EXERCISE MATERIALS:

········

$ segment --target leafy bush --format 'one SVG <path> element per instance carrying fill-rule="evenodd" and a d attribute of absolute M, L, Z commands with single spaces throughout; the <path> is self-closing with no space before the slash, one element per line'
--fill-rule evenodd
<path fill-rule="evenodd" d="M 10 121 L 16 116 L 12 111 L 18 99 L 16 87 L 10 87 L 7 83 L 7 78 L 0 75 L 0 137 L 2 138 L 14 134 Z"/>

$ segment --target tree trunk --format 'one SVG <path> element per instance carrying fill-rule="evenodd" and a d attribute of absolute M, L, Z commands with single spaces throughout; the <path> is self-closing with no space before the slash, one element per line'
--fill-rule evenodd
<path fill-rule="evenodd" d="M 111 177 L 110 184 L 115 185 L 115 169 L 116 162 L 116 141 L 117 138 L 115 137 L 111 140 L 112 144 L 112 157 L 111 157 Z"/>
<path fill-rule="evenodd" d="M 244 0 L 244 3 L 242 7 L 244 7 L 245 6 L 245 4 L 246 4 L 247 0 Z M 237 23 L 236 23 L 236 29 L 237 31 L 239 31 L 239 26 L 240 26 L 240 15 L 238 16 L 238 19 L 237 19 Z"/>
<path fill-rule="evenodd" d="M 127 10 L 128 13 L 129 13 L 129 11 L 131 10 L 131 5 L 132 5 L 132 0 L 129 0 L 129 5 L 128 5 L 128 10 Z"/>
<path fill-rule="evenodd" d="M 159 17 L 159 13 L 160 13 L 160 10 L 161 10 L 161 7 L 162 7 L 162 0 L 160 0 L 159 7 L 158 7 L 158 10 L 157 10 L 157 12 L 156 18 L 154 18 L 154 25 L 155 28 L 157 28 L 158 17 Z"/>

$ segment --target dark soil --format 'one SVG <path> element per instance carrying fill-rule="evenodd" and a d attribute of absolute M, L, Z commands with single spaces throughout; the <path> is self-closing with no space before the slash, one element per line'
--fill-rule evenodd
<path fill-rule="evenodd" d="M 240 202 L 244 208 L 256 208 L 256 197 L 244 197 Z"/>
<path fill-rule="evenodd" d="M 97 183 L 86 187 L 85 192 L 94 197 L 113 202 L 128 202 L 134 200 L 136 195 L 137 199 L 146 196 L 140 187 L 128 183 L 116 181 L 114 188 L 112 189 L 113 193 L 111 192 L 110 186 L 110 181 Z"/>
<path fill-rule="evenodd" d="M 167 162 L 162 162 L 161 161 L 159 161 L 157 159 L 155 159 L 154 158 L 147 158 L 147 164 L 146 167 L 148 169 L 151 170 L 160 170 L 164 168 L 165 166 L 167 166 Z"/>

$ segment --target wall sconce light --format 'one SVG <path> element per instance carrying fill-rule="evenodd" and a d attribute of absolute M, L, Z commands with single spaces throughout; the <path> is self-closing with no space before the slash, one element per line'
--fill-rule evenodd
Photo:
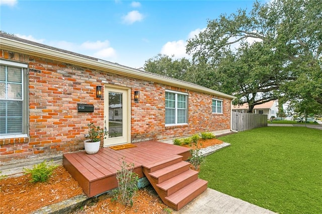
<path fill-rule="evenodd" d="M 103 94 L 103 87 L 101 85 L 98 85 L 96 86 L 96 97 L 102 98 L 102 95 Z"/>
<path fill-rule="evenodd" d="M 140 101 L 140 91 L 134 91 L 134 102 L 138 102 Z"/>

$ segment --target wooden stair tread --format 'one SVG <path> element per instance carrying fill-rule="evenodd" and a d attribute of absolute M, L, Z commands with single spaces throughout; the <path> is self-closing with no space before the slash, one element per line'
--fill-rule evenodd
<path fill-rule="evenodd" d="M 208 181 L 198 178 L 172 195 L 166 197 L 165 198 L 174 204 L 178 204 L 180 202 L 183 201 L 183 199 L 187 197 L 192 197 L 191 200 L 192 200 L 200 194 L 198 193 L 196 195 L 194 195 L 193 193 L 197 191 L 205 185 L 207 185 L 207 183 Z M 205 190 L 206 188 L 207 187 L 206 187 Z M 189 200 L 189 201 L 191 200 Z M 188 203 L 188 202 L 187 203 Z M 180 208 L 179 209 L 180 209 Z"/>
<path fill-rule="evenodd" d="M 178 169 L 185 167 L 188 167 L 190 165 L 190 163 L 188 163 L 186 161 L 181 161 L 178 163 L 176 163 L 174 164 L 172 164 L 170 166 L 167 166 L 165 168 L 163 168 L 158 170 L 156 170 L 154 172 L 151 172 L 149 175 L 155 178 L 158 178 L 163 175 L 171 173 L 173 172 L 175 172 Z M 187 169 L 188 170 L 188 169 Z M 176 174 L 174 174 L 173 176 L 177 175 Z"/>
<path fill-rule="evenodd" d="M 198 172 L 196 171 L 189 169 L 189 170 L 184 172 L 181 174 L 179 174 L 172 178 L 156 184 L 156 186 L 165 191 L 167 191 L 167 190 L 178 185 L 178 183 L 188 180 L 191 177 L 197 176 L 197 178 L 198 178 Z M 194 180 L 196 180 L 197 178 Z"/>
<path fill-rule="evenodd" d="M 160 160 L 157 160 L 148 165 L 145 165 L 143 166 L 147 169 L 149 172 L 153 172 L 165 167 L 170 166 L 174 163 L 182 161 L 182 156 L 175 155 L 168 158 L 163 159 Z"/>

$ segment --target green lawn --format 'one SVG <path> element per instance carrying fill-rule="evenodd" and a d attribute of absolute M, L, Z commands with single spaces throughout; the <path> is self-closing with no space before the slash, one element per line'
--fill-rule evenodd
<path fill-rule="evenodd" d="M 208 187 L 273 211 L 322 211 L 322 131 L 269 127 L 224 136 L 206 158 Z"/>
<path fill-rule="evenodd" d="M 269 120 L 267 121 L 268 124 L 303 124 L 305 125 L 305 123 L 297 123 L 296 121 L 273 121 L 271 122 Z M 313 121 L 309 121 L 306 123 L 306 124 L 310 125 L 318 125 L 317 123 L 314 123 Z"/>

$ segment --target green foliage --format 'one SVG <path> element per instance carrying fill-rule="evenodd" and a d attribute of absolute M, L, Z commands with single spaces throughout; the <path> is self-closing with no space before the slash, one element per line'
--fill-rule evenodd
<path fill-rule="evenodd" d="M 200 139 L 200 137 L 199 135 L 198 134 L 196 134 L 191 136 L 191 141 L 192 143 L 195 144 L 195 145 L 197 145 L 198 143 L 198 141 Z"/>
<path fill-rule="evenodd" d="M 89 138 L 92 142 L 101 141 L 103 139 L 106 138 L 109 132 L 105 131 L 104 128 L 95 126 L 92 123 L 88 125 L 89 127 Z"/>
<path fill-rule="evenodd" d="M 146 61 L 144 68 L 146 71 L 184 80 L 191 66 L 190 62 L 185 58 L 173 60 L 167 55 L 159 54 Z"/>
<path fill-rule="evenodd" d="M 49 164 L 44 160 L 42 163 L 34 165 L 32 169 L 24 168 L 24 171 L 25 174 L 31 175 L 32 180 L 30 182 L 45 182 L 58 166 L 58 165 L 52 165 L 52 161 Z"/>
<path fill-rule="evenodd" d="M 274 212 L 319 213 L 321 134 L 268 127 L 220 137 L 231 146 L 206 156 L 199 177 L 209 188 Z"/>
<path fill-rule="evenodd" d="M 198 170 L 200 164 L 204 161 L 205 157 L 201 155 L 199 149 L 191 149 L 189 151 L 191 156 L 188 161 L 192 165 L 195 170 Z"/>
<path fill-rule="evenodd" d="M 211 132 L 202 132 L 200 133 L 201 139 L 203 140 L 213 139 L 216 138 L 216 136 Z"/>
<path fill-rule="evenodd" d="M 118 189 L 113 190 L 113 200 L 117 200 L 125 206 L 133 206 L 133 198 L 138 189 L 137 182 L 139 177 L 133 171 L 134 163 L 128 164 L 122 159 L 121 170 L 116 173 L 116 179 L 118 183 Z"/>
<path fill-rule="evenodd" d="M 189 145 L 189 146 L 192 145 L 192 139 L 191 138 L 182 138 L 182 140 L 184 145 Z"/>
<path fill-rule="evenodd" d="M 320 2 L 256 1 L 250 12 L 209 20 L 186 47 L 194 82 L 233 94 L 234 104 L 248 103 L 249 112 L 282 95 L 322 104 Z"/>
<path fill-rule="evenodd" d="M 173 139 L 173 144 L 174 145 L 176 145 L 177 146 L 182 146 L 183 144 L 183 142 L 179 138 L 176 138 L 175 139 Z"/>

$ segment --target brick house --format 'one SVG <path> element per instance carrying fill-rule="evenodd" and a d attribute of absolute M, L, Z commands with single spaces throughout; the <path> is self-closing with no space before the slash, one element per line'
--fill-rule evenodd
<path fill-rule="evenodd" d="M 0 45 L 0 166 L 83 150 L 92 122 L 110 131 L 102 147 L 230 130 L 233 96 L 7 34 Z"/>

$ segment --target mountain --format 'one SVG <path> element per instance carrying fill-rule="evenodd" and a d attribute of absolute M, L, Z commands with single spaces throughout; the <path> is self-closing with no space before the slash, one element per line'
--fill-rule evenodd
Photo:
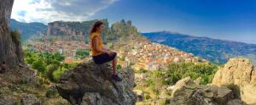
<path fill-rule="evenodd" d="M 23 23 L 19 22 L 14 19 L 9 20 L 9 27 L 13 30 L 19 30 L 21 34 L 21 41 L 27 40 L 30 36 L 36 34 L 45 33 L 47 30 L 47 25 L 38 23 Z"/>
<path fill-rule="evenodd" d="M 48 24 L 47 36 L 64 40 L 83 40 L 89 41 L 89 32 L 91 25 L 101 20 L 106 25 L 103 36 L 109 31 L 108 19 L 94 19 L 89 21 L 55 21 Z M 103 39 L 106 39 L 105 37 Z"/>
<path fill-rule="evenodd" d="M 23 62 L 20 35 L 9 29 L 13 3 L 14 0 L 2 0 L 0 3 L 0 62 L 12 68 Z"/>
<path fill-rule="evenodd" d="M 211 62 L 223 64 L 230 58 L 245 57 L 256 63 L 256 45 L 198 37 L 168 31 L 143 33 L 154 42 L 177 47 Z"/>

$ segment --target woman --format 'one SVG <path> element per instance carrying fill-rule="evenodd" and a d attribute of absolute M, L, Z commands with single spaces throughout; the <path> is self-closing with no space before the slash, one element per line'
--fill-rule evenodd
<path fill-rule="evenodd" d="M 92 49 L 92 59 L 97 64 L 102 64 L 112 61 L 113 74 L 112 78 L 116 81 L 122 80 L 116 74 L 117 53 L 111 52 L 103 47 L 102 32 L 104 29 L 104 25 L 102 21 L 96 21 L 90 32 L 90 43 Z"/>

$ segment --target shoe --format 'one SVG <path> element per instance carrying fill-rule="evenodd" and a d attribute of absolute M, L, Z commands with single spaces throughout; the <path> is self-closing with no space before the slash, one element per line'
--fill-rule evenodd
<path fill-rule="evenodd" d="M 115 81 L 122 81 L 122 79 L 119 77 L 118 75 L 113 75 L 112 79 L 114 80 Z"/>

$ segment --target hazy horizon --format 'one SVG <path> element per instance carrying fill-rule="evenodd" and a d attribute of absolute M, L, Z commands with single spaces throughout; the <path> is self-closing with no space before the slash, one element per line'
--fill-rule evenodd
<path fill-rule="evenodd" d="M 20 22 L 131 20 L 141 32 L 172 31 L 256 44 L 256 1 L 15 0 Z"/>

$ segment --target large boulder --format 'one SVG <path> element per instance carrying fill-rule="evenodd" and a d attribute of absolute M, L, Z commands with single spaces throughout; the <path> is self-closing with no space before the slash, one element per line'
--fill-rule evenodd
<path fill-rule="evenodd" d="M 22 105 L 41 105 L 41 101 L 32 94 L 24 93 L 20 96 L 20 97 Z"/>
<path fill-rule="evenodd" d="M 172 90 L 171 105 L 226 105 L 229 102 L 243 104 L 233 101 L 235 97 L 229 88 L 201 86 L 189 77 L 180 80 L 170 89 Z"/>
<path fill-rule="evenodd" d="M 212 85 L 237 86 L 242 101 L 256 104 L 256 71 L 247 58 L 231 58 L 214 75 Z"/>
<path fill-rule="evenodd" d="M 137 97 L 131 91 L 134 86 L 133 70 L 121 69 L 119 74 L 124 79 L 121 82 L 113 80 L 109 64 L 98 65 L 89 61 L 65 72 L 56 88 L 59 94 L 72 104 L 135 104 Z"/>

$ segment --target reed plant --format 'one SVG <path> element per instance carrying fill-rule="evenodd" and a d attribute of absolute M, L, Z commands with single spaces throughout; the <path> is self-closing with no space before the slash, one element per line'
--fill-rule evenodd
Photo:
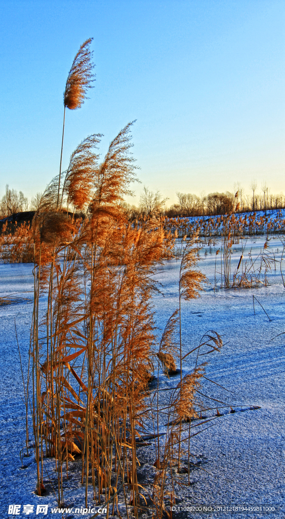
<path fill-rule="evenodd" d="M 66 107 L 81 106 L 93 80 L 91 41 L 81 46 L 69 72 L 64 117 Z M 191 423 L 203 407 L 198 394 L 205 365 L 200 356 L 219 351 L 222 341 L 211 332 L 184 352 L 182 301 L 198 297 L 206 281 L 197 268 L 198 229 L 190 239 L 184 229 L 179 307 L 158 338 L 154 275 L 158 265 L 174 257 L 178 231 L 166 229 L 159 215 L 129 220 L 122 202 L 137 180 L 131 153 L 133 124 L 119 132 L 101 162 L 101 134 L 87 137 L 62 174 L 64 118 L 59 175 L 48 185 L 32 226 L 22 226 L 13 236 L 4 232 L 1 245 L 7 261 L 32 257 L 34 263 L 29 383 L 24 387 L 26 416 L 28 402 L 32 412 L 37 494 L 45 491 L 45 458 L 52 458 L 56 498 L 63 506 L 64 475 L 68 479 L 75 463 L 86 507 L 91 489 L 96 504 L 106 503 L 107 516 L 116 504 L 120 514 L 119 496 L 127 516 L 131 508 L 137 517 L 150 494 L 138 481 L 137 449 L 152 421 L 156 459 L 150 501 L 153 516 L 161 519 L 167 515 L 167 475 L 174 502 L 183 457 L 189 477 L 190 441 L 197 433 L 192 433 Z M 193 369 L 183 375 L 190 354 L 196 355 Z M 177 365 L 178 381 L 162 406 L 160 368 L 169 376 Z M 155 368 L 152 394 L 149 383 Z M 167 418 L 164 435 L 162 413 Z M 27 427 L 26 433 L 27 445 Z"/>

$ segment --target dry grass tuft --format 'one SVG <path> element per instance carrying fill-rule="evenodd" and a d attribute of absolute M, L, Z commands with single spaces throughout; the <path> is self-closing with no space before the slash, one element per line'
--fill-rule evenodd
<path fill-rule="evenodd" d="M 88 88 L 92 88 L 91 83 L 95 81 L 92 73 L 94 65 L 91 61 L 93 51 L 90 49 L 92 39 L 89 38 L 81 45 L 68 74 L 63 99 L 64 107 L 70 110 L 80 107 L 87 99 L 86 93 Z"/>

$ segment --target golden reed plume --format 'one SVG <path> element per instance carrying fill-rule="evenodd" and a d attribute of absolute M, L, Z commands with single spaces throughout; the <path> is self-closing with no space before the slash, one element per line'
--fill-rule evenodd
<path fill-rule="evenodd" d="M 63 114 L 63 126 L 62 129 L 62 140 L 61 143 L 56 208 L 58 208 L 60 200 L 61 162 L 62 160 L 62 149 L 63 148 L 63 137 L 64 135 L 65 108 L 67 107 L 69 108 L 69 110 L 76 110 L 77 108 L 80 108 L 84 103 L 84 100 L 87 99 L 86 92 L 88 89 L 92 88 L 91 83 L 92 81 L 95 81 L 95 74 L 92 73 L 92 70 L 95 65 L 91 61 L 93 51 L 91 51 L 89 48 L 92 39 L 93 38 L 89 38 L 80 46 L 78 52 L 73 60 L 73 63 L 69 71 L 65 85 L 65 90 L 63 94 L 64 112 Z"/>
<path fill-rule="evenodd" d="M 82 45 L 73 60 L 69 71 L 63 95 L 64 107 L 69 110 L 80 108 L 87 99 L 86 92 L 92 88 L 91 83 L 95 81 L 92 73 L 94 64 L 91 61 L 93 51 L 89 46 L 93 38 L 87 39 Z"/>

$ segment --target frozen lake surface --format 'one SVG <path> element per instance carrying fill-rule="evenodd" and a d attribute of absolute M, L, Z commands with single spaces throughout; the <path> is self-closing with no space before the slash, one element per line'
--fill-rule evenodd
<path fill-rule="evenodd" d="M 244 256 L 251 248 L 252 254 L 255 250 L 258 253 L 264 242 L 262 237 L 249 239 Z M 240 243 L 233 246 L 233 264 L 237 265 L 241 247 Z M 273 265 L 268 275 L 268 286 L 214 291 L 216 251 L 218 247 L 219 243 L 215 247 L 212 245 L 211 254 L 209 246 L 200 251 L 203 261 L 199 268 L 207 275 L 209 282 L 201 297 L 182 303 L 183 348 L 185 354 L 197 346 L 203 334 L 210 330 L 222 335 L 224 346 L 220 353 L 208 356 L 206 374 L 232 392 L 212 385 L 205 387 L 206 394 L 209 394 L 210 391 L 212 397 L 224 402 L 228 407 L 221 412 L 224 413 L 223 416 L 214 421 L 213 427 L 191 440 L 190 450 L 193 459 L 200 460 L 200 463 L 196 463 L 191 472 L 193 484 L 181 487 L 176 506 L 274 507 L 275 512 L 269 516 L 281 518 L 285 517 L 285 335 L 276 336 L 285 332 L 285 289 L 280 274 L 280 263 L 276 263 L 276 270 Z M 280 261 L 282 248 L 279 239 L 272 237 L 268 250 L 274 253 L 277 261 Z M 19 296 L 32 298 L 33 294 L 26 291 L 33 290 L 33 266 L 0 265 L 1 295 L 17 292 Z M 153 304 L 159 335 L 178 306 L 179 266 L 179 261 L 173 260 L 158 268 L 155 278 L 161 283 L 162 293 L 153 297 Z M 253 294 L 262 304 L 270 321 L 256 303 L 254 315 Z M 42 298 L 42 311 L 44 300 Z M 26 466 L 24 469 L 21 468 L 20 458 L 25 439 L 25 408 L 21 399 L 23 389 L 15 322 L 25 370 L 32 311 L 33 305 L 26 302 L 0 307 L 1 516 L 3 517 L 12 516 L 8 515 L 8 505 L 21 504 L 22 511 L 23 505 L 28 503 L 34 506 L 34 513 L 31 514 L 31 517 L 36 516 L 36 505 L 39 503 L 48 504 L 47 516 L 56 516 L 51 511 L 51 507 L 57 506 L 54 493 L 51 491 L 42 497 L 34 494 L 36 466 L 33 450 L 30 450 L 30 457 L 23 458 L 23 465 Z M 188 358 L 183 374 L 193 367 L 193 359 Z M 169 380 L 164 376 L 161 380 L 162 387 L 164 385 L 165 387 L 178 381 L 176 377 Z M 230 413 L 230 406 L 236 412 Z M 261 408 L 250 410 L 251 406 Z M 214 414 L 209 411 L 208 416 Z M 154 469 L 148 465 L 144 456 L 142 454 L 144 469 L 149 474 Z M 51 460 L 45 462 L 47 481 L 49 479 L 55 480 L 53 465 Z M 73 507 L 74 512 L 76 507 L 84 506 L 84 487 L 82 487 L 75 474 L 73 480 L 71 472 L 65 499 L 69 507 Z M 234 514 L 230 511 L 222 514 L 186 511 L 177 516 L 224 519 L 233 516 L 237 519 L 267 515 L 267 513 L 253 511 Z M 27 515 L 21 511 L 18 516 Z M 67 516 L 71 517 L 73 514 L 67 514 Z"/>

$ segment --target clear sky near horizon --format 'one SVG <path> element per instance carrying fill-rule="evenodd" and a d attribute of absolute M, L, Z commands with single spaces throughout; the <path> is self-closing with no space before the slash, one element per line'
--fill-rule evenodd
<path fill-rule="evenodd" d="M 1 0 L 0 20 L 0 196 L 58 174 L 63 90 L 90 37 L 96 80 L 67 111 L 63 169 L 88 135 L 104 155 L 136 119 L 133 203 L 144 185 L 168 206 L 252 179 L 285 192 L 283 0 Z"/>

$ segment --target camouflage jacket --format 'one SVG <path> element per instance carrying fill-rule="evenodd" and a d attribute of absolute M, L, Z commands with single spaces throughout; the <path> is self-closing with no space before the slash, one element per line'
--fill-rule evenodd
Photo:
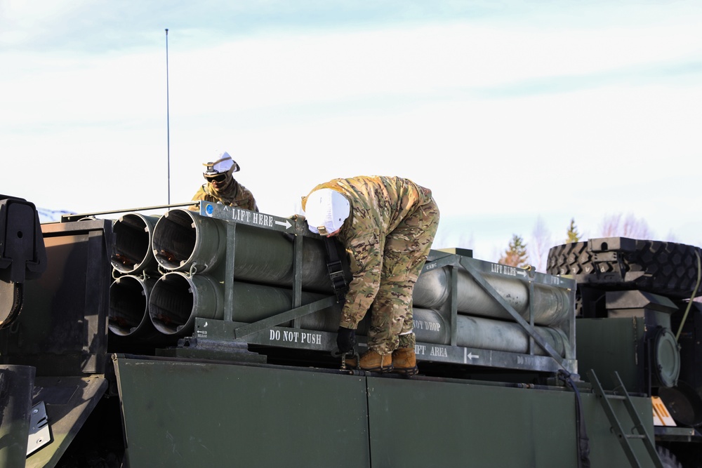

········

WHAT IS NEEDED: Express everything from the line containing "segment --target tree" down to the line containing "167 162 L 162" as a JSON list of strings, with one string per line and blank lines omitted.

CORRECT RESULT:
[
  "$ segment --target tree trunk --format 'one SVG <path> element per instance carrying fill-rule=\"evenodd\" and a d attribute of absolute M, L, Z commands with single spaces throughout; the <path> is self-closing with no space before the slash, one element per line'",
  "--fill-rule evenodd",
  "<path fill-rule=\"evenodd\" d=\"M 111 177 L 110 184 L 115 185 L 115 169 L 116 162 L 116 141 L 117 138 L 115 137 L 111 140 L 112 144 L 112 157 L 111 157 Z\"/>",
  "<path fill-rule=\"evenodd\" d=\"M 244 0 L 244 3 L 242 7 L 244 7 L 245 6 L 245 4 L 246 4 L 247 0 Z M 237 23 L 236 23 L 236 29 L 237 31 L 239 31 L 239 26 L 240 26 L 240 15 L 238 16 L 238 19 L 237 19 Z\"/>",
  "<path fill-rule=\"evenodd\" d=\"M 127 10 L 128 13 L 129 13 L 129 11 L 131 10 L 131 5 L 132 5 L 132 0 L 129 0 L 129 5 L 128 5 L 128 10 Z\"/>",
  "<path fill-rule=\"evenodd\" d=\"M 159 17 L 159 13 L 160 13 L 160 10 L 161 10 L 161 7 L 162 7 L 162 0 L 160 0 L 159 7 L 158 7 L 158 10 L 157 10 L 157 12 L 156 18 L 154 18 L 154 25 L 155 28 L 157 28 L 158 17 Z\"/>",
  "$ segment --target dark soil --format 'one SVG <path> element per instance carrying fill-rule=\"evenodd\" and a d attribute of absolute M, L, Z commands with single spaces throughout; the <path> is self-closing with no space before the slash, one element per line'",
  "--fill-rule evenodd",
  "<path fill-rule=\"evenodd\" d=\"M 240 202 L 244 208 L 256 208 L 256 197 L 244 197 Z\"/>",
  "<path fill-rule=\"evenodd\" d=\"M 97 183 L 86 187 L 85 192 L 94 197 L 113 202 L 128 202 L 134 200 L 136 195 L 137 199 L 146 196 L 140 187 L 128 183 L 116 181 L 114 188 L 112 189 L 113 193 L 111 192 L 110 186 L 110 181 Z\"/>",
  "<path fill-rule=\"evenodd\" d=\"M 167 162 L 162 162 L 161 161 L 159 161 L 157 159 L 155 159 L 154 158 L 147 158 L 147 164 L 146 167 L 148 169 L 151 170 L 160 170 L 164 168 L 165 166 L 167 166 Z\"/>"
]